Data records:
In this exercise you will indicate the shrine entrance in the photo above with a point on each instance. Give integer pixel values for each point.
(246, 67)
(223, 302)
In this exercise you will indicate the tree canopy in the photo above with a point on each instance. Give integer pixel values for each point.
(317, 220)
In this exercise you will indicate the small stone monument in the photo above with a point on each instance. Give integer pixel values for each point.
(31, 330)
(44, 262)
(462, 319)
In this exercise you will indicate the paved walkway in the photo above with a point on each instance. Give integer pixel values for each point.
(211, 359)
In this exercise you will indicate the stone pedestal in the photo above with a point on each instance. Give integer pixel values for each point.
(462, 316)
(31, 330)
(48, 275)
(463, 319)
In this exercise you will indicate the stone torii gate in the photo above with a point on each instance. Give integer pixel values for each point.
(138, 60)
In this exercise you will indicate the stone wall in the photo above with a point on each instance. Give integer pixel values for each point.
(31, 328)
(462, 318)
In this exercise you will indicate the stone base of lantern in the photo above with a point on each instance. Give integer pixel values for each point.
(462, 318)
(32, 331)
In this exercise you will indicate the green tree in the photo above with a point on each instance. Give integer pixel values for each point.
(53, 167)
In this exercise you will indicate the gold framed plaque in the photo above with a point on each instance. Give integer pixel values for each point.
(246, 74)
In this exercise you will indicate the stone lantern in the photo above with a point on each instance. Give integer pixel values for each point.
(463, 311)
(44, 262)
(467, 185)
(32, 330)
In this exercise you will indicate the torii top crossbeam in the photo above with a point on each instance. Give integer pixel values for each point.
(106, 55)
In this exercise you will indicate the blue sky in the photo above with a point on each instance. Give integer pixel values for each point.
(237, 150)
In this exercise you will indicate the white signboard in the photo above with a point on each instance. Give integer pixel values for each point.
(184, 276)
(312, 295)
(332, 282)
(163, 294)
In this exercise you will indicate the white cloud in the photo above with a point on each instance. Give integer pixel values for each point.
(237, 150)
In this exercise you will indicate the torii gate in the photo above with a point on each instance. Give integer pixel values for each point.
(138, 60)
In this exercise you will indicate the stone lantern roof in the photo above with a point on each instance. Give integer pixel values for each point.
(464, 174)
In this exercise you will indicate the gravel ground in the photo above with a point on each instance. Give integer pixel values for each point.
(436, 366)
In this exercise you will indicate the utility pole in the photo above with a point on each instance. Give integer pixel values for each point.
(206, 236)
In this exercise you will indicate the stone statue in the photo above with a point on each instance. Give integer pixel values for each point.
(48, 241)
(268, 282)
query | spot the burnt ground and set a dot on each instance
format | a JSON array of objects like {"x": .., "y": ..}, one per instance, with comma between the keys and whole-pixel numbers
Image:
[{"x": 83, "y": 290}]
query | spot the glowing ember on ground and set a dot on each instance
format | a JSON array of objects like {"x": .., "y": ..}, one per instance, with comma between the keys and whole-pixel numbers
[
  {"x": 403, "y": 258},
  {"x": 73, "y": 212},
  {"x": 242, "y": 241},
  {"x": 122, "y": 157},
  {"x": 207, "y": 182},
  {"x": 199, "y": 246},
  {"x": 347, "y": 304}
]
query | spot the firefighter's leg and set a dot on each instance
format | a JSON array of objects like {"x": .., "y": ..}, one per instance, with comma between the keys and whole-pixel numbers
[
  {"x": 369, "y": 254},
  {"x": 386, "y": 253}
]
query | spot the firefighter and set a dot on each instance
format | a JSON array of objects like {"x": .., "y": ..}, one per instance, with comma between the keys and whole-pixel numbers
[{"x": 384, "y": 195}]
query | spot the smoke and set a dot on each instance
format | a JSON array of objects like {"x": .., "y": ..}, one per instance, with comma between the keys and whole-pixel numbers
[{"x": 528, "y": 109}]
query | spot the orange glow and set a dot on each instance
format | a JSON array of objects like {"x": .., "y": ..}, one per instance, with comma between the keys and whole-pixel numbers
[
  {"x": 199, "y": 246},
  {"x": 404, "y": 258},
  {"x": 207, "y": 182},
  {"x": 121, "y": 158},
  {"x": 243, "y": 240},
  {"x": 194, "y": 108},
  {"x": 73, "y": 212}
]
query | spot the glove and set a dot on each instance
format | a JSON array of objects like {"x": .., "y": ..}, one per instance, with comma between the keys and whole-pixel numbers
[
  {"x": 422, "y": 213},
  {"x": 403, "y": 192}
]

*Problem requirements*
Using the data above, copy each line that contains "firefighter".

*Result for this task*
query | spot the firefighter's leg and set a dot on each instance
query | spot the firefighter and set a dot on each instance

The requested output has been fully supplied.